RECORDS FOR THE TASK:
>>>
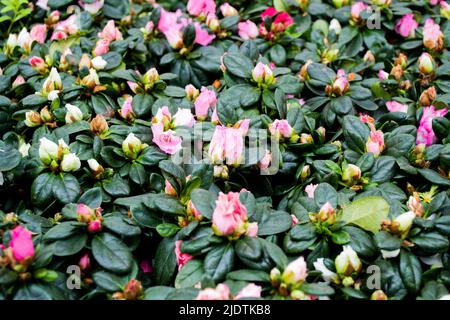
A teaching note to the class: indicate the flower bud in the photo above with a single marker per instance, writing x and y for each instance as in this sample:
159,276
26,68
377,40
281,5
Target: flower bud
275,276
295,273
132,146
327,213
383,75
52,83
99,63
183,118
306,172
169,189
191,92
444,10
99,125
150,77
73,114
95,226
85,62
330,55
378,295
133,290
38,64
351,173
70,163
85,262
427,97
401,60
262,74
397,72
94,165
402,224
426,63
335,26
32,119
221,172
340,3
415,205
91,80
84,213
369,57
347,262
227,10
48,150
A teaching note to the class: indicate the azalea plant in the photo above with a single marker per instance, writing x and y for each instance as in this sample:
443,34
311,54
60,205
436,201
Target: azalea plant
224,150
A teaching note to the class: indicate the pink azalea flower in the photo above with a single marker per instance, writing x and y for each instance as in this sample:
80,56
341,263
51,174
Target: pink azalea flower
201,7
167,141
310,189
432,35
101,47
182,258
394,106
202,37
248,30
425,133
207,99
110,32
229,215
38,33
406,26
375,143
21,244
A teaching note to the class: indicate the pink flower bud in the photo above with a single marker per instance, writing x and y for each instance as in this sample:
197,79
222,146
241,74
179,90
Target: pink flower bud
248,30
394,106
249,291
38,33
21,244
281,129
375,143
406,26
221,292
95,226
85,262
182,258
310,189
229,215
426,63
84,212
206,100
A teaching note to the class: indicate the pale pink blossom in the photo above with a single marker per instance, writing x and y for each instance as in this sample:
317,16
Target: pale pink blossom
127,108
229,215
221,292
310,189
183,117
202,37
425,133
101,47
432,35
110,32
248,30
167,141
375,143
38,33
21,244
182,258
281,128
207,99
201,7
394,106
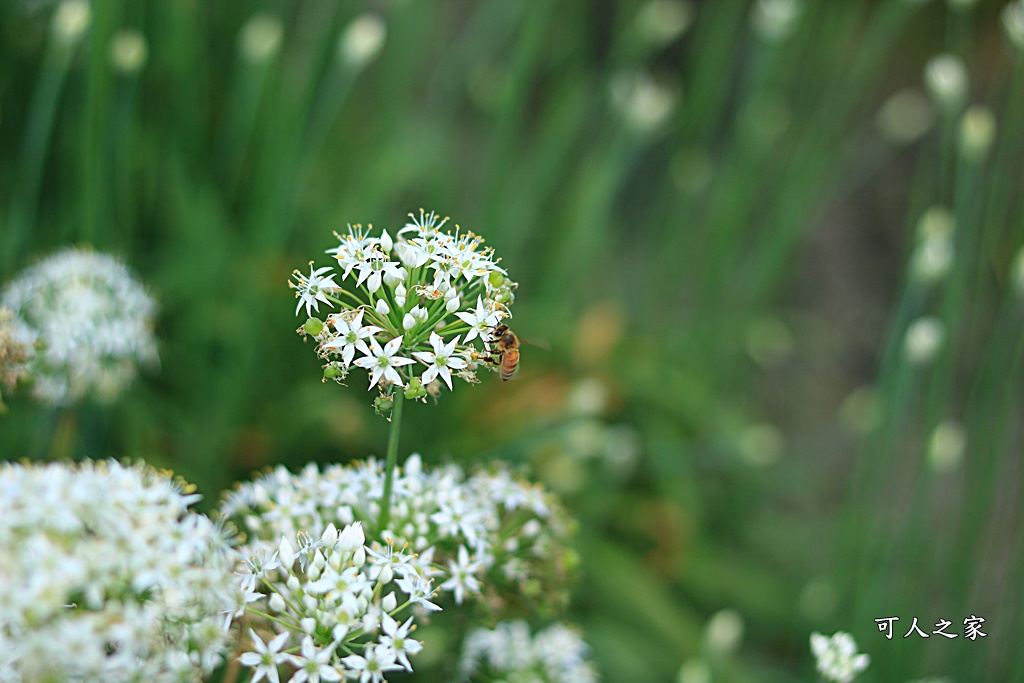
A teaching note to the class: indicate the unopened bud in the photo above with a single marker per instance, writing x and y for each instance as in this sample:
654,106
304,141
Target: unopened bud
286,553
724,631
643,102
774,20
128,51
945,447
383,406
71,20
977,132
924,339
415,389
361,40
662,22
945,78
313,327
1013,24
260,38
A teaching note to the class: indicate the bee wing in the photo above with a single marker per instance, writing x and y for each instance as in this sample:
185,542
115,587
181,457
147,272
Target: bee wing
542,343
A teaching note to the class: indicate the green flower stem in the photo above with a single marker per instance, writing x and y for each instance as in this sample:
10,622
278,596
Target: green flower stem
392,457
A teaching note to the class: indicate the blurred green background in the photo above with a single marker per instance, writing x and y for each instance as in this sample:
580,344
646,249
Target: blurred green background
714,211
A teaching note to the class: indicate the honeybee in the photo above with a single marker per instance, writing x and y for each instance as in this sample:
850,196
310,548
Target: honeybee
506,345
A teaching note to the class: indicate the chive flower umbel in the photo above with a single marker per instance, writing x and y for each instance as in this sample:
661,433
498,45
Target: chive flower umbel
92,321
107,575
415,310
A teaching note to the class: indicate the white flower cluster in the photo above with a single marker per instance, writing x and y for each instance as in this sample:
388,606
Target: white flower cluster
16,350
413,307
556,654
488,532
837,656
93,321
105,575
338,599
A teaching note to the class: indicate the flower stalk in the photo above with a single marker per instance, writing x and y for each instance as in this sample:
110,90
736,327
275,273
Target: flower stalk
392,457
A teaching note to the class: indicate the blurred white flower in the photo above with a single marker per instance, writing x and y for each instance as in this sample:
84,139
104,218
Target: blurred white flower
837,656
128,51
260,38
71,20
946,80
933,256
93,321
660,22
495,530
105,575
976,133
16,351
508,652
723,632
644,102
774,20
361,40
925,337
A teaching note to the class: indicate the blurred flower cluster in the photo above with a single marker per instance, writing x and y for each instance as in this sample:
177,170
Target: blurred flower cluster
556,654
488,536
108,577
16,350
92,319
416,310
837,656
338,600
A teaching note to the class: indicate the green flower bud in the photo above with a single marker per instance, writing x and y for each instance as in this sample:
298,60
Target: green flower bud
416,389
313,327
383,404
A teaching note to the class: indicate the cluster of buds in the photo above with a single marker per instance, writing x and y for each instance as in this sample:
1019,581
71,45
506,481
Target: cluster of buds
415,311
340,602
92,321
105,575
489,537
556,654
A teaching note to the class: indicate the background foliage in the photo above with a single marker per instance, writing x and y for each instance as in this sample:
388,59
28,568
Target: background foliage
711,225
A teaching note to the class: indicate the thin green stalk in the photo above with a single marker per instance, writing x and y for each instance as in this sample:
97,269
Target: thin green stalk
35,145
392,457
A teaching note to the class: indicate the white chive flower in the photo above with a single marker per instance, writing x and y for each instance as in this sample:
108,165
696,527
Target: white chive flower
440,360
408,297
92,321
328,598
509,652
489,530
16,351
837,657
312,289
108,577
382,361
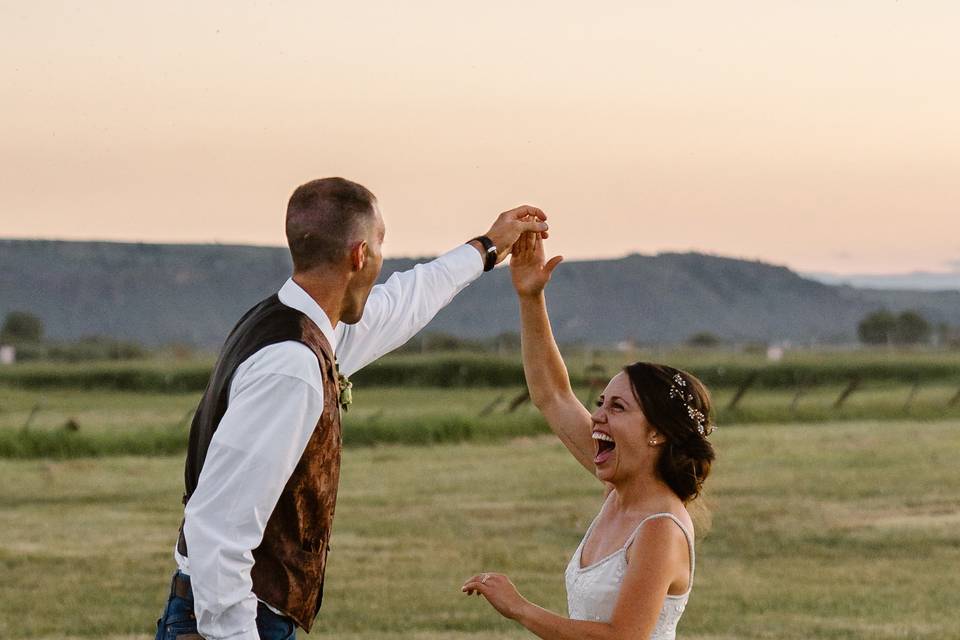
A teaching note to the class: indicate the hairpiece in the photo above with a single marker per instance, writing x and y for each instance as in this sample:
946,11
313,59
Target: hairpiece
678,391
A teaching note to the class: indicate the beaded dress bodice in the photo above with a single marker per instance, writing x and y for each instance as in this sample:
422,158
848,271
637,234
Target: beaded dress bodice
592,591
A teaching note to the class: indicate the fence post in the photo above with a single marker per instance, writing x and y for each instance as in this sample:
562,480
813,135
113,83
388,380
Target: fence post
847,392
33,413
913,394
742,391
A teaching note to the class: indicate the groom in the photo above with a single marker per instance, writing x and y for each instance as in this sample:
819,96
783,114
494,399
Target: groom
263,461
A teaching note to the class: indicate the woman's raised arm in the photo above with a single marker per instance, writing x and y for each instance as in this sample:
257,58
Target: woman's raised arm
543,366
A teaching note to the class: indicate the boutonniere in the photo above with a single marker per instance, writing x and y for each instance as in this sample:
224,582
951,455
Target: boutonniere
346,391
<<<
>>>
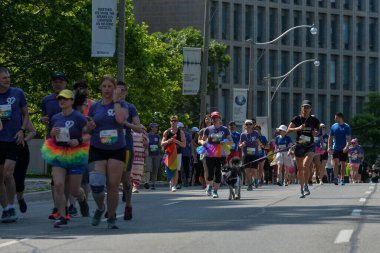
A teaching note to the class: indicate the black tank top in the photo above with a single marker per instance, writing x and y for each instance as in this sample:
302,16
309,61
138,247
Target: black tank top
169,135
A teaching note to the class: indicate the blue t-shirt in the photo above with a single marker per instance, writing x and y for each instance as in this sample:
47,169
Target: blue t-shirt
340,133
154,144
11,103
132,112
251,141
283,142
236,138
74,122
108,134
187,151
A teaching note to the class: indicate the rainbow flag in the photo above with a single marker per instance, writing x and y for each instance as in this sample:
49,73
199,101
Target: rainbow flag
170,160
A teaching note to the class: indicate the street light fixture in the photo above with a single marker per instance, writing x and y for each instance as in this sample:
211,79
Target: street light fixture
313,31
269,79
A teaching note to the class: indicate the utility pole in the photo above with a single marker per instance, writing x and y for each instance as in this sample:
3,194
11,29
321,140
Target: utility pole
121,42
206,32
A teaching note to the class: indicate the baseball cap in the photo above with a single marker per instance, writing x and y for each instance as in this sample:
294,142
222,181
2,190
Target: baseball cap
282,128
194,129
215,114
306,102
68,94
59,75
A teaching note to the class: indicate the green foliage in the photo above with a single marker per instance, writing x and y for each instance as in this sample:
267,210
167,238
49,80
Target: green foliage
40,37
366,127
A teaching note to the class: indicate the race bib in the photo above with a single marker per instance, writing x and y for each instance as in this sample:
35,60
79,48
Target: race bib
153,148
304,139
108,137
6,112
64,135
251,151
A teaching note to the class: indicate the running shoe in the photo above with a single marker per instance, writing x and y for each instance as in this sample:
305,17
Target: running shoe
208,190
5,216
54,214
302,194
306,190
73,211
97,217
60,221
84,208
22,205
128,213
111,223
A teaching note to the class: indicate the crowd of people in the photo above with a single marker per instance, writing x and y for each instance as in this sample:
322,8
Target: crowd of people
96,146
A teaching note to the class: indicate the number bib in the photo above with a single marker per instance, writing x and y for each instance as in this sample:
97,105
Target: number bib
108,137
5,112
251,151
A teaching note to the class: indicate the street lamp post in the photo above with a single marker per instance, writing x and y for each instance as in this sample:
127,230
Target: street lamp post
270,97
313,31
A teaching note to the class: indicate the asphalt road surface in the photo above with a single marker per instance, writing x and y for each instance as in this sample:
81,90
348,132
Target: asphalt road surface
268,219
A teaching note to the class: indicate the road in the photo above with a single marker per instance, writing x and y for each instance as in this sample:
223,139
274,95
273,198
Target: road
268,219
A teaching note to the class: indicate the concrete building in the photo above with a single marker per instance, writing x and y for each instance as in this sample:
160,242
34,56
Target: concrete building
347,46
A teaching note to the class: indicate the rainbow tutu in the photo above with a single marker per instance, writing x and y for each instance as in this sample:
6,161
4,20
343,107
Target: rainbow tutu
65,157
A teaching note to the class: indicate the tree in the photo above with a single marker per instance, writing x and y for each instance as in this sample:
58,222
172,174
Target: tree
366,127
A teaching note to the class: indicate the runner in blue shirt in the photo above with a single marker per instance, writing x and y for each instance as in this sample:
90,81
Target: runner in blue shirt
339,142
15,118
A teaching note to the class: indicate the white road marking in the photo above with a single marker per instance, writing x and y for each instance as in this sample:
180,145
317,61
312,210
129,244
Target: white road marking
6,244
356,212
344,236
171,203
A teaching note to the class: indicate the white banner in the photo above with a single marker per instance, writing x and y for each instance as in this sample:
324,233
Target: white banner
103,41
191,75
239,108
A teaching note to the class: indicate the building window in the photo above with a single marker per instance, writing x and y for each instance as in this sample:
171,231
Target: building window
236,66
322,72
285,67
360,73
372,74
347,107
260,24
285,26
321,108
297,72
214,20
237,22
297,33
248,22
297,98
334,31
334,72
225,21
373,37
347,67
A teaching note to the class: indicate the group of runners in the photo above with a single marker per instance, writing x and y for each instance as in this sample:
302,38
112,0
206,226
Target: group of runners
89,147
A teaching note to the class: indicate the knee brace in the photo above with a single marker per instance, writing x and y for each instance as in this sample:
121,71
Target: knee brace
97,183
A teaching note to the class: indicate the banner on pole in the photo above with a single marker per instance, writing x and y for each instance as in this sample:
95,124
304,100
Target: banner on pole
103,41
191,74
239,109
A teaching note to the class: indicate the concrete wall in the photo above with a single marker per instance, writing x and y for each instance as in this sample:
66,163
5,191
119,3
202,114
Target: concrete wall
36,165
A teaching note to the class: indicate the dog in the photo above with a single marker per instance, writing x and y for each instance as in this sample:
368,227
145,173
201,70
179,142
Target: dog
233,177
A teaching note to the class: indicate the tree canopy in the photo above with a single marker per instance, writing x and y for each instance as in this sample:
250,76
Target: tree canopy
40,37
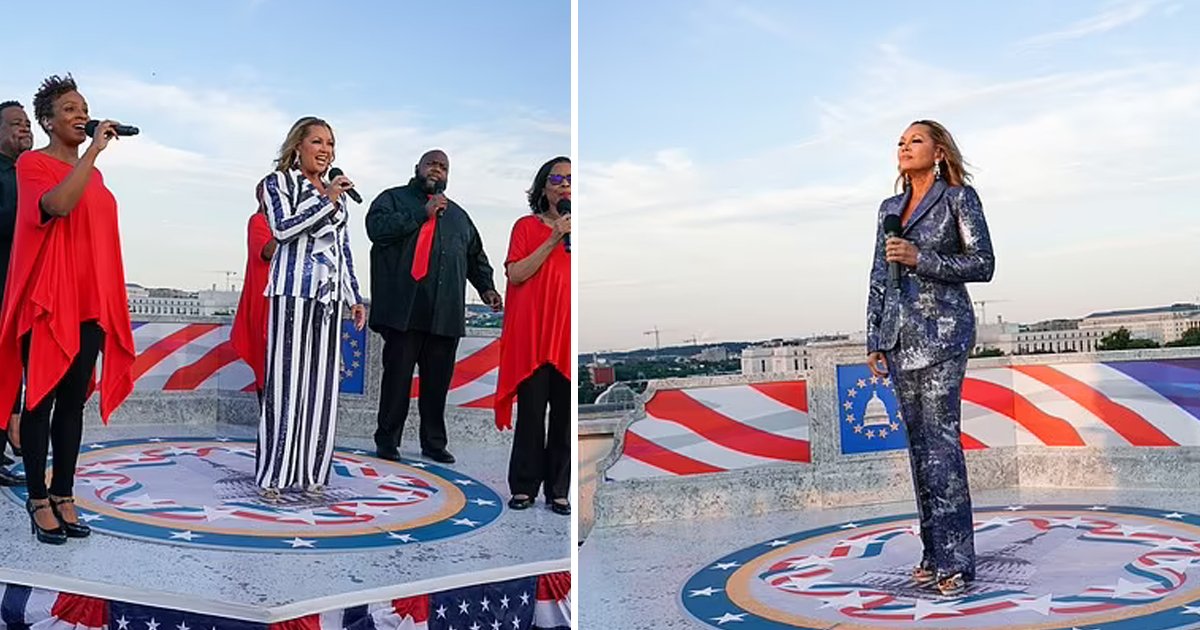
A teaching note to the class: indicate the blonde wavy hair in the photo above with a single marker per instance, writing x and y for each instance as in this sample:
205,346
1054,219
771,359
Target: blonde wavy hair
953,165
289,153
<<<
WHAT THE EXERCISE ASKS:
Show every line of the material above that contains the string "stalk", copying each line in full. Match case exactly.

THE RESPONSE:
A teaching note to the class: indicate the flower stalk in the photo above with a single marker per instance, writing x and y for each instance as in this sample:
Target: flower stalk
A teaching note to the class: indicate the thin green stalk in the photo above with a single marker per instance, writing x and y for each instance as in this sample:
Target: thin green stalk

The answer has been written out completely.